> Activity:
Could you find every line in the records below that contains the word "bridge" and copy it?

[[ Material to process, beginning ]]

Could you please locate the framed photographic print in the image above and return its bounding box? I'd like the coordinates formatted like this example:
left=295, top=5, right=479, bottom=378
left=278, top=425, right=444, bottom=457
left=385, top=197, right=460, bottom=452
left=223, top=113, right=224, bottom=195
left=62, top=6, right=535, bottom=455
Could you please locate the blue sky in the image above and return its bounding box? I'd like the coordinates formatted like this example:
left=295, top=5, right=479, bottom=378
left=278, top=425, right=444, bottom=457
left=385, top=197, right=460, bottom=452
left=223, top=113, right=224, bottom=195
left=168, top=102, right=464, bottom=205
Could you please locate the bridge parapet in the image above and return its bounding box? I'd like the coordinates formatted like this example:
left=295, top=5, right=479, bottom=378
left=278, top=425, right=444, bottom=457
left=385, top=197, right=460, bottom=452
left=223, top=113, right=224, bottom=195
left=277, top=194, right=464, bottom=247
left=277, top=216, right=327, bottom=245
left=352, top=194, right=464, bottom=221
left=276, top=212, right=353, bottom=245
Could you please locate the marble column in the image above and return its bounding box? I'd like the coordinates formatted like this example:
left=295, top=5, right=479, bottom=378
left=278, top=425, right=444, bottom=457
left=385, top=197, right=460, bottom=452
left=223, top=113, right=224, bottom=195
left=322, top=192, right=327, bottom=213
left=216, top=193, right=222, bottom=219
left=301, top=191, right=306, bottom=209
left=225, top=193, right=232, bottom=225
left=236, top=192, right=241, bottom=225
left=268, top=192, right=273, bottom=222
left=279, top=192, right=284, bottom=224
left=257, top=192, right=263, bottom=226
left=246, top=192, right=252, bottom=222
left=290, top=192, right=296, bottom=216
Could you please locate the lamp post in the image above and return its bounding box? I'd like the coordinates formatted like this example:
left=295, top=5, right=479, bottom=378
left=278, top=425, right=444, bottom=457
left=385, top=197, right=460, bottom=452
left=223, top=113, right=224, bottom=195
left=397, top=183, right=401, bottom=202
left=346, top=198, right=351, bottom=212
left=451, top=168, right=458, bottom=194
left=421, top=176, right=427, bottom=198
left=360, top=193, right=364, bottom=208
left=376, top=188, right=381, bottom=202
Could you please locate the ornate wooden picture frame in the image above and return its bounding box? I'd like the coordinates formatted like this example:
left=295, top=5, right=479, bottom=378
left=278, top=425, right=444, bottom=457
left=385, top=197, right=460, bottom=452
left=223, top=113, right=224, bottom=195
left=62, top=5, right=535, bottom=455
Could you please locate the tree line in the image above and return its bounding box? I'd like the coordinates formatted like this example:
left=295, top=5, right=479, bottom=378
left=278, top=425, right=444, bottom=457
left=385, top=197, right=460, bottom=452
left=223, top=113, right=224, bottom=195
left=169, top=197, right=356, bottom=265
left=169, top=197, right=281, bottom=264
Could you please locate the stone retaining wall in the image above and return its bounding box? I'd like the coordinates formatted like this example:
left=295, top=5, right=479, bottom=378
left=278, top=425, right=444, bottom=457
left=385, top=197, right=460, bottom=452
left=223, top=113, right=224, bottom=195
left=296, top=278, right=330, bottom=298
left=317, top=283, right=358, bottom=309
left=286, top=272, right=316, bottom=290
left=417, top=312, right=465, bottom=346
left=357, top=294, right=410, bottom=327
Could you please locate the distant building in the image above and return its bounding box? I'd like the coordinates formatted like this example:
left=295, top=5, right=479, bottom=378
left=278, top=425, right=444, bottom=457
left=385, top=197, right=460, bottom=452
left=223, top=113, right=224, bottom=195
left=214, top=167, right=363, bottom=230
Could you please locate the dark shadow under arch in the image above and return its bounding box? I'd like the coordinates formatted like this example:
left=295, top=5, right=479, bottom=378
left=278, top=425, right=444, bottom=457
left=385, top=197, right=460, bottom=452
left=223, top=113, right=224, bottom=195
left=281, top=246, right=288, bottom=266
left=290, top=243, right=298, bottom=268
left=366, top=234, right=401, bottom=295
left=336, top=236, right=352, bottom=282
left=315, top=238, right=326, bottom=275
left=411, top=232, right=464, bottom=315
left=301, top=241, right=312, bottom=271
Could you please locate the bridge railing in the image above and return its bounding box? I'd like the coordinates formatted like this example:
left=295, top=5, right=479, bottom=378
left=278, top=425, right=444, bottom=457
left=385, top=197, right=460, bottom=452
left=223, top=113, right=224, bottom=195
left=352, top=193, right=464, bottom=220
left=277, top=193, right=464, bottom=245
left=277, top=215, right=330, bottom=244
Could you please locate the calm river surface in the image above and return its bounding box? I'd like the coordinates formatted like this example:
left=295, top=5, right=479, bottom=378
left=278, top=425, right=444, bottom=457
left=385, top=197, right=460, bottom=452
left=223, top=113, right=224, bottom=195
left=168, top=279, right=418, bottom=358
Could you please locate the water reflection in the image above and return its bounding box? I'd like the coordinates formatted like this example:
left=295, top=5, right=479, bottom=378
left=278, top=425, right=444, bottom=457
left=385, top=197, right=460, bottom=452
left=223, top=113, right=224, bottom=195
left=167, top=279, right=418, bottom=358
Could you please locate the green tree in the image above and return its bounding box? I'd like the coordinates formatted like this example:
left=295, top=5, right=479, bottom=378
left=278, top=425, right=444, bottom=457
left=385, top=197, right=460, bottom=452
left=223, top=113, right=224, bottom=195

[[ Material to process, end ]]

> Problem solution:
Could you please locate the bridge parapet in the image above and return its bounding box? I'd like the coordinates formatted like this example:
Could you please locate the bridge railing in the image above and return its bounding box? I'd like the coordinates formatted like this example:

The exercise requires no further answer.